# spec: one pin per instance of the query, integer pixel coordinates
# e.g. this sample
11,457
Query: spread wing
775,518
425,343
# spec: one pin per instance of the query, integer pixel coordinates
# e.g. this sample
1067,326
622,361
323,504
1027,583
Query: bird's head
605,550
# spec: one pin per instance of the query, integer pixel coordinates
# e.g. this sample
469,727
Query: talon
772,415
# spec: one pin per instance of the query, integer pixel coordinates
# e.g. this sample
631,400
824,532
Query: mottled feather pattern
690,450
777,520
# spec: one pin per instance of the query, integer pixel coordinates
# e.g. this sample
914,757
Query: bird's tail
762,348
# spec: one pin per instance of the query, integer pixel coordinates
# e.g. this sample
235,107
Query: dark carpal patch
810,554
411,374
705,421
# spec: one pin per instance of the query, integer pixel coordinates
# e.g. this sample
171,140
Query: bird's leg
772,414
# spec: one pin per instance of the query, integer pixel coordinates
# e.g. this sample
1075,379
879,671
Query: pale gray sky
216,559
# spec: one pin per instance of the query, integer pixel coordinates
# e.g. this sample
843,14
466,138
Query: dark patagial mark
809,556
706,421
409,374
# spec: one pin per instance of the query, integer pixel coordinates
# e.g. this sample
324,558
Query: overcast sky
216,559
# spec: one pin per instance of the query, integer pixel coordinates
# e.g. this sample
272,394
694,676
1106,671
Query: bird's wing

──────────

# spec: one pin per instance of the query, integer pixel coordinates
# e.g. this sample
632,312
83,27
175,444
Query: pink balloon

──────────

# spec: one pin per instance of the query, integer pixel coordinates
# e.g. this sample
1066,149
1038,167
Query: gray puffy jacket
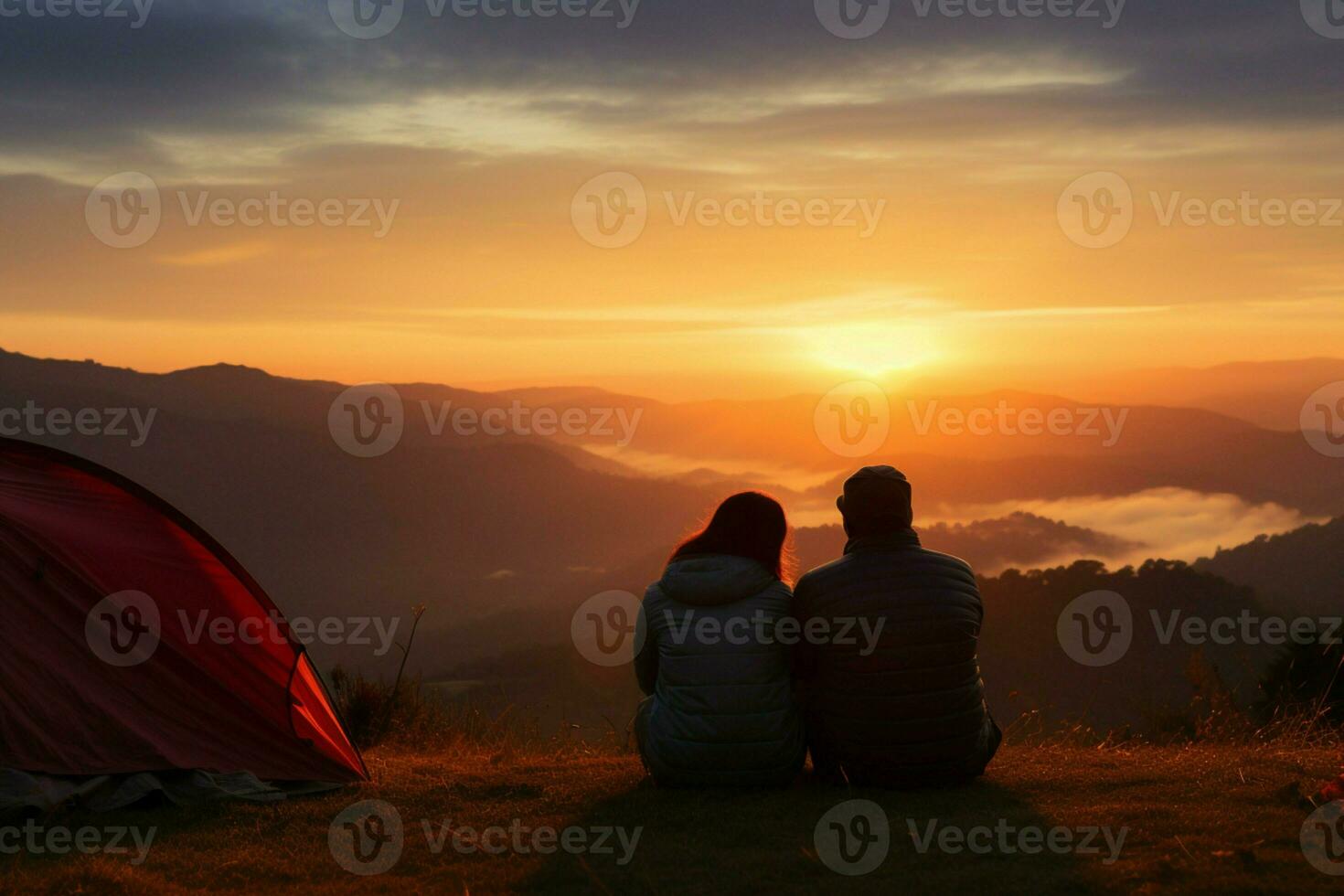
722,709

──────────

▸ Exercise prompt:
Within the listing above, give again exactly every line from the line with "Query: dark patagial mark" through the line with "Query: bird's wing", both included, and no other line.

▸ Response:
Query: dark patagial mark
809,556
706,421
409,374
# spec: one pin per instance of the query, integer pixel coordinates
# e.g. this sample
324,558
Query: overcast sky
216,559
# spec: one pin per instance of the query, integer pixel coordinates
# e.g. this sample
272,394
694,676
1106,671
Query: bird's wing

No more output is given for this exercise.